* begin Records to use *

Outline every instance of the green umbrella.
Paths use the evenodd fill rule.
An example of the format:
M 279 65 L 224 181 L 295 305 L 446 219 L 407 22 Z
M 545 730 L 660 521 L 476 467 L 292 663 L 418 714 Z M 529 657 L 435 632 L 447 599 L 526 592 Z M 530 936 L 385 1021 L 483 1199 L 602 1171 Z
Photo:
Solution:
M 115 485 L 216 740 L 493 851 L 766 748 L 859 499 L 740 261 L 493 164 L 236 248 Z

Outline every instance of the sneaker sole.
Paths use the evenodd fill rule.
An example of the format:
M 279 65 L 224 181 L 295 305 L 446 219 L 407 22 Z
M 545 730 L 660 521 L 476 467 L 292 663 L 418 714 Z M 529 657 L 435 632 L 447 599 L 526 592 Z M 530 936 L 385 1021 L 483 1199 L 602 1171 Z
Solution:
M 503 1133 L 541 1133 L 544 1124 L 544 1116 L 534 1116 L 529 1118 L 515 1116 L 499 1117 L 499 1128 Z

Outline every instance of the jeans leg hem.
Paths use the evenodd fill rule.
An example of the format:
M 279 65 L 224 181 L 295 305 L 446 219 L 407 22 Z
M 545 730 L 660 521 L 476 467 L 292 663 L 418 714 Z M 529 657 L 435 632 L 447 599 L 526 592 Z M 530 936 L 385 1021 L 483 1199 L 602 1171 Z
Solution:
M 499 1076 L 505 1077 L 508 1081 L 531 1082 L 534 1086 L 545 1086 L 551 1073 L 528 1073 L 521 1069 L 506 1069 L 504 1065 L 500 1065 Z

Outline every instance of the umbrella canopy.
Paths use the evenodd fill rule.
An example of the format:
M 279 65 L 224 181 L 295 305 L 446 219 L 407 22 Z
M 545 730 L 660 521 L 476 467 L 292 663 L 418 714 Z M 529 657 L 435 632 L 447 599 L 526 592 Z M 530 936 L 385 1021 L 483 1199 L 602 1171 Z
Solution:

* end Records to use *

■ **Required task**
Please format every line of the records above as a Markdown table with the columns Row and Line. Number the rows in order and leave out blank lines.

■ **Written solution**
| Row | Line |
|---|---|
| 1 | Outline every instance of the green umbrella. |
| 2 | Paths use the evenodd fill rule. |
| 3 | An example of the format: |
| 4 | M 279 65 L 224 181 L 295 305 L 446 219 L 407 22 Z |
| 5 | M 545 730 L 660 521 L 476 467 L 292 663 L 418 714 Z M 529 657 L 435 632 L 447 599 L 526 592 Z M 530 936 L 385 1021 L 483 1199 L 602 1171 Z |
| 6 | Photo: |
| 7 | Solution: |
| 8 | M 115 485 L 216 740 L 493 851 L 766 748 L 859 499 L 740 261 L 493 164 L 236 248 Z |
| 9 | Outline every instance of the sneaker sole. |
| 10 | Paths use the evenodd fill rule. |
| 11 | An example of the format: |
| 12 | M 279 65 L 224 181 L 295 305 L 446 219 L 407 22 Z |
| 13 | M 545 730 L 660 521 L 476 467 L 292 663 L 418 714 Z M 529 657 L 435 632 L 447 599 L 526 592 Z M 530 936 L 385 1021 L 483 1199 L 602 1171 Z |
| 14 | Solution: |
| 15 | M 503 1133 L 541 1133 L 544 1124 L 544 1116 L 534 1116 L 529 1118 L 515 1116 L 499 1117 L 499 1128 Z |
| 16 | Outline every instance of the jeans leg hem. |
| 17 | Paths use the evenodd fill rule. |
| 18 | An example of the format: |
| 19 | M 279 65 L 224 181 L 295 305 L 446 219 L 407 22 Z |
| 20 | M 545 730 L 660 521 L 476 467 L 292 663 L 418 714 Z M 529 657 L 435 632 L 447 599 L 526 592 Z M 530 936 L 385 1021 L 483 1199 L 602 1171 Z |
| 21 | Solution: |
| 22 | M 499 1076 L 505 1077 L 508 1081 L 531 1082 L 534 1086 L 545 1086 L 551 1073 L 528 1073 L 521 1069 L 506 1069 L 504 1065 L 500 1065 Z |
| 23 | Outline every instance of the umbrella canopy. |
| 24 | Paths use the evenodd fill rule. |
| 25 | An example of the format: |
| 26 | M 279 65 L 224 181 L 295 305 L 446 219 L 407 22 Z |
| 27 | M 545 730 L 660 521 L 476 467 L 292 663 L 418 714 Z M 529 657 L 435 632 L 447 599 L 526 592 Z M 530 936 L 385 1021 L 483 1199 L 602 1171 Z |
| 28 | Solution: |